WORK INSTRUCTION: In the text on Protestantism in Qatar, rewrite the part starting with "A hospital was" and going on through "Church of America).", swapping "missionary doctor" for "medical missionary".

SOURCE PASSAGE:
= Protestantism in Qatar =

Qatar has a population of approximately 3 million people. About 13.7% (409,000 people) are Christian. This includes a large number of migrant workers who follow Catholic, Orthodox or Protestant beliefs. In 2000, the number of Protestants was estimated at 1% of the population and the Anglicans (being classified otherwise there) at 1.4% for the same year.

A hospital was founded in Doha in 1947, in cooperation with Protestants, in particular one started by Mary Bruins Allison, (a missionary doctor from the Reformed Church of America).

In May 2005, five Christian Churches (including the Anglican Church in Qatar) were officially recognized by the Qatari government of Qatar. Smaller denominations are not recognised by the government, but are allowed to hold services if they do so under the protection of a recognised church.

RAW DATA:
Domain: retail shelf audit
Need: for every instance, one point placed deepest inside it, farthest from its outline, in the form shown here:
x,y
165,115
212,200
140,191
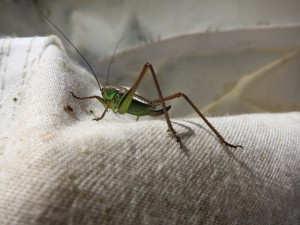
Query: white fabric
x,y
60,167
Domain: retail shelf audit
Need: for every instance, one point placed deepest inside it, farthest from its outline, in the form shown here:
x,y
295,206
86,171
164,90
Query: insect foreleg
x,y
180,94
103,102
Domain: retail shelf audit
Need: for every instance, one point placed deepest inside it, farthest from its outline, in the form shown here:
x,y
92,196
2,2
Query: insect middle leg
x,y
129,95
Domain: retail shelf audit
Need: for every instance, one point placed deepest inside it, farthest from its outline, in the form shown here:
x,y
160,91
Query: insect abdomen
x,y
141,109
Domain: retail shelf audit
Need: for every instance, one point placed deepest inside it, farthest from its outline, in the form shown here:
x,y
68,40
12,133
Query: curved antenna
x,y
45,17
111,60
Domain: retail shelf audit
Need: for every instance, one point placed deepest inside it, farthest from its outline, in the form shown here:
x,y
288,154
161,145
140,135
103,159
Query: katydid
x,y
122,100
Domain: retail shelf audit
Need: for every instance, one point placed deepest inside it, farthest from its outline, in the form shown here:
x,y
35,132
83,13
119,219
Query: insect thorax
x,y
113,95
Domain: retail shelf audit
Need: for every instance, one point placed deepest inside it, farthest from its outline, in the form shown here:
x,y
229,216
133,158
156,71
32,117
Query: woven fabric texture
x,y
57,166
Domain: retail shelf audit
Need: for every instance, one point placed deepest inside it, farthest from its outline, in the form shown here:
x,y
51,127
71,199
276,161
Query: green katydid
x,y
122,100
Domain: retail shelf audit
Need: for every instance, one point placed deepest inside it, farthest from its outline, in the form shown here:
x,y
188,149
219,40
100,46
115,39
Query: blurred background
x,y
229,57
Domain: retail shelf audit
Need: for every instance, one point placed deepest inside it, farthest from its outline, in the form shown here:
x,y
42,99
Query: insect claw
x,y
233,146
175,135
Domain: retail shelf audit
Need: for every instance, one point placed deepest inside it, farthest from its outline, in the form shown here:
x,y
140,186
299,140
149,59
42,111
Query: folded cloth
x,y
57,166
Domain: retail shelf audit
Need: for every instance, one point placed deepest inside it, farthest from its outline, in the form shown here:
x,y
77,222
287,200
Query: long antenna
x,y
111,60
45,17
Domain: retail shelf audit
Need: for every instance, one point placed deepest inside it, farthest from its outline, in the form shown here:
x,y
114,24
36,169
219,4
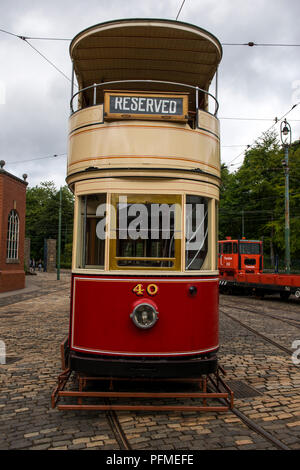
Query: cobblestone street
x,y
35,321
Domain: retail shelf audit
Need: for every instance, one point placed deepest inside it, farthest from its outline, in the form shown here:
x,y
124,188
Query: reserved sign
x,y
145,106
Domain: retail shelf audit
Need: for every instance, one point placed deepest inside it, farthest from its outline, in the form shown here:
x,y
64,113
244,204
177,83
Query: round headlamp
x,y
144,316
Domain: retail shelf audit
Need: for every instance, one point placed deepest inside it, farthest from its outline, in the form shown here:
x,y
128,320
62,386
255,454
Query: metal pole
x,y
59,235
72,87
217,85
287,213
243,224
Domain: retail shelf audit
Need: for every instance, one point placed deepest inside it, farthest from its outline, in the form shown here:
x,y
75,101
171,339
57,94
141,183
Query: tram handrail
x,y
114,82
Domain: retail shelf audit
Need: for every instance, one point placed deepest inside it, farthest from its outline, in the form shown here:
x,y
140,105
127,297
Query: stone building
x,y
12,230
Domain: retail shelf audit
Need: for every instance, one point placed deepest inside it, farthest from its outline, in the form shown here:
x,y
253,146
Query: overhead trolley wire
x,y
180,10
49,61
276,122
34,159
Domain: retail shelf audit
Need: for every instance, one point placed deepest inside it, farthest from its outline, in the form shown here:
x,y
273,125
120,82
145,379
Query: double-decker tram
x,y
144,166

YOUR SOLUTION:
A hospital was founded in Doha in 1947, in cooperation with Protestants, in particular one started by Mary Bruins Allison, (a medical missionary from the Reformed Church of America).